• **Required work**
1. For each statement, marked (a), (b) and (c), say yes or no depending on whether it agrees with the piece on science below, and quote the words of the piece that decide it.
(a) The sun's galaxy holds a hundred billion other stars.
(b) Science is a fixed set of rules.
(c) Humans who eat grass gain mass and grow.
2. In the piece on science below, what happens to grass that is deprived of light, heat and nutrients?

• **Selected text**
(begin)
Science Is Happening All Around You

3 minute read

What do you imagine when you think of “science”? White coats, test tubes, beakers? Crazy hair and bowties? Musty books of facts?

How about a rainbow? Or the blue of the sky? Under it, grass, green, absorbing energy from the sun. And the sun, its fires lasting hundreds of millions of lifetimes, its planets rotating on their axes, revolving around it, as it describes its own arc in its galaxy of a hundred billion other stars.

We often think of science as a body of knowledge or set of rules, when “science” refers to a process of discovery: observe the world, develop theories about how it works, test them.

The sun comes up every day. Given light, heat and nutrients, the blade of grass prospers. Deprived of them, grass withers. Cows eat grass, gain energy and mass from it, and grow. Humans eat grass and feel sick to their stomachs. These things repeat daily, constantly - they’re testable, if only someone will ask questions for them to answer. They’re science, waiting for their scientists.
(end)
• **Excerpted data**
(begin)
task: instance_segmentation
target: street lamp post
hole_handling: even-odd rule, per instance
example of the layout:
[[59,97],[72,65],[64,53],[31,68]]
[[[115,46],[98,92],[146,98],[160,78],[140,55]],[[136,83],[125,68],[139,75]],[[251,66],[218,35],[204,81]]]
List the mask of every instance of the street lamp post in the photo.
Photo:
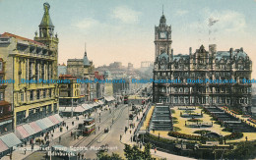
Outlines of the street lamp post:
[[71,117],[73,118],[73,98],[71,98]]

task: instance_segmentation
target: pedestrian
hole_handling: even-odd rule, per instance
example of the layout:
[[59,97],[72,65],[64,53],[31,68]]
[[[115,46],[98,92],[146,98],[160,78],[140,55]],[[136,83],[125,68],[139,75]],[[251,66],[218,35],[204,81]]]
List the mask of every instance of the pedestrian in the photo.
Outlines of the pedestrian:
[[33,144],[32,144],[32,151],[33,150]]
[[78,152],[78,159],[80,159],[80,155],[81,155],[80,152]]

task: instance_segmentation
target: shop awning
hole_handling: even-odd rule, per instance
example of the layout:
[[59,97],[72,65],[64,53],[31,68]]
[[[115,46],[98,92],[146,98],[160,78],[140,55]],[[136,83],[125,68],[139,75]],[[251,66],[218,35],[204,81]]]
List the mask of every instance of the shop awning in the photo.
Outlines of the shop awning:
[[60,123],[54,116],[50,116],[50,117],[48,117],[48,118],[49,118],[49,120],[50,120],[54,125]]
[[0,153],[8,149],[8,146],[0,139]]
[[30,123],[30,126],[32,128],[35,133],[42,131],[42,129],[38,125],[36,125],[35,122]]
[[8,123],[12,123],[12,120],[7,120],[7,121],[4,121],[4,122],[1,122],[0,126],[8,124]]
[[55,117],[59,122],[63,122],[62,118],[61,118],[58,114],[54,115],[54,117]]
[[20,138],[20,139],[24,139],[28,136],[30,136],[30,133],[24,129],[23,126],[18,126],[16,128],[16,135]]
[[36,124],[38,127],[40,127],[42,131],[47,129],[47,126],[45,126],[45,125],[42,123],[41,120],[35,121],[35,124]]
[[102,100],[98,100],[97,101],[100,105],[103,105],[104,104],[104,102],[102,102]]
[[78,106],[75,108],[75,112],[77,113],[83,113],[85,111],[85,109],[82,106]]
[[32,128],[30,125],[28,125],[28,124],[24,125],[23,127],[27,131],[27,133],[29,133],[31,135],[36,133],[34,132],[34,130],[32,130]]
[[114,97],[113,97],[113,96],[106,96],[106,97],[104,97],[104,99],[105,99],[106,101],[110,102],[110,101],[113,101],[113,100],[114,100]]
[[10,133],[0,136],[0,139],[10,148],[13,146],[17,146],[21,144],[22,141],[14,134],[14,133]]
[[65,108],[66,108],[66,107],[59,107],[59,111],[60,111],[60,112],[65,111]]
[[85,109],[85,111],[94,108],[94,106],[92,106],[92,105],[90,105],[90,104],[82,104],[82,107]]
[[50,128],[52,127],[54,124],[46,117],[44,119],[41,119],[41,122],[47,127]]
[[94,107],[96,107],[96,106],[98,106],[98,105],[99,105],[99,104],[96,103],[96,102],[93,103],[93,106],[94,106]]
(end)
• **Solution list**
1.
(a) Yes: "as it describes its own arc in its galaxy of a hundred billion other stars."
(b) No: "“science” refers to a process of discovery: observe the world, develop theories about how it works, test them."
(c) No: "Humans eat grass and feel sick to their stomachs."

2. It withers.